◆ Task to carry out ◆
Reproduce verbatim the rows from the line containing "For each instance of the forearm, set" through the end of the rows, both included, and nothing else.

◆ Provided material ◆
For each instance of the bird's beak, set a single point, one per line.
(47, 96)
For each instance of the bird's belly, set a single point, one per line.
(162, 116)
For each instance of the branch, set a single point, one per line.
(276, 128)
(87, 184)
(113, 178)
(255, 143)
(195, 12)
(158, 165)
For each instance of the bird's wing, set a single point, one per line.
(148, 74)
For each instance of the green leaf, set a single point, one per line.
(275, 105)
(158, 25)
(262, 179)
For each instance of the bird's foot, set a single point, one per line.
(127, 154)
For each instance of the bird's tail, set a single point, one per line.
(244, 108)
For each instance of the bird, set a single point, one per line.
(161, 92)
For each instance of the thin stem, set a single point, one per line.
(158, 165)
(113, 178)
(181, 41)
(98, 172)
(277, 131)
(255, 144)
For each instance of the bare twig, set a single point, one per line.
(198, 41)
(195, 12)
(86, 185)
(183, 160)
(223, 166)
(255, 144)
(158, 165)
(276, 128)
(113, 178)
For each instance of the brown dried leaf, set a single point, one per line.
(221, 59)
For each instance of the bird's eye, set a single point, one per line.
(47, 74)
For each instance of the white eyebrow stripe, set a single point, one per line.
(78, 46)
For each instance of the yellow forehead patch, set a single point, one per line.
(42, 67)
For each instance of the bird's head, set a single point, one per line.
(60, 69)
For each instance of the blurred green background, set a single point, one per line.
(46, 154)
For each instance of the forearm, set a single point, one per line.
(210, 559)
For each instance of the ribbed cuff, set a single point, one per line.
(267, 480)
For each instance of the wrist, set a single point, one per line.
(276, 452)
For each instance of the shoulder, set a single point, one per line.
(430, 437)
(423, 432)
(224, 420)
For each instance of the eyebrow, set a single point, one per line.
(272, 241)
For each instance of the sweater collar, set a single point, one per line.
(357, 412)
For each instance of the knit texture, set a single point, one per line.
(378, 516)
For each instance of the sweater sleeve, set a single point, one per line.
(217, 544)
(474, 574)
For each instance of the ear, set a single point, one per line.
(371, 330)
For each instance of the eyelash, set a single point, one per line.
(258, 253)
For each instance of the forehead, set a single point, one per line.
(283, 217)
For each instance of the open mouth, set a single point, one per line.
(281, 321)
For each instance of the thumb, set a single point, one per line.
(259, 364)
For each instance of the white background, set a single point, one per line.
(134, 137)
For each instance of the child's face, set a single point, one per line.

◆ Answer to the task ◆
For each instance of the forearm, set a single point, one per line.
(210, 559)
For each instance of the ribbed cuff, set a single point, one per line.
(267, 480)
For each instance of the wrist, set a single point, one per line.
(276, 452)
For each instance of the shoulder, set a single point, one per line.
(430, 437)
(423, 432)
(224, 420)
For each instance of the eyebrow, set a single point, one per line.
(272, 241)
For each instance of the sweater collar, set a single point, one per line.
(357, 412)
For each instance of the knit texture, set a single point, one per line.
(378, 516)
For each instance of the sweater sleeve, set a single point, one per line.
(217, 544)
(474, 574)
For each instance of the ear, set a single point, one per line.
(371, 330)
For each instance of the eyelash, set a single point, one per line.
(258, 253)
For each instance of the forehead, set a single point, one per line.
(283, 217)
For each instance of the open mouth, set a single point, one per line.
(281, 321)
For each instance of the thumb, set a single point, one per line.
(259, 364)
For each instance of the white background, set a single point, one per line.
(134, 137)
For each instance of the child's face, set a single point, one per line.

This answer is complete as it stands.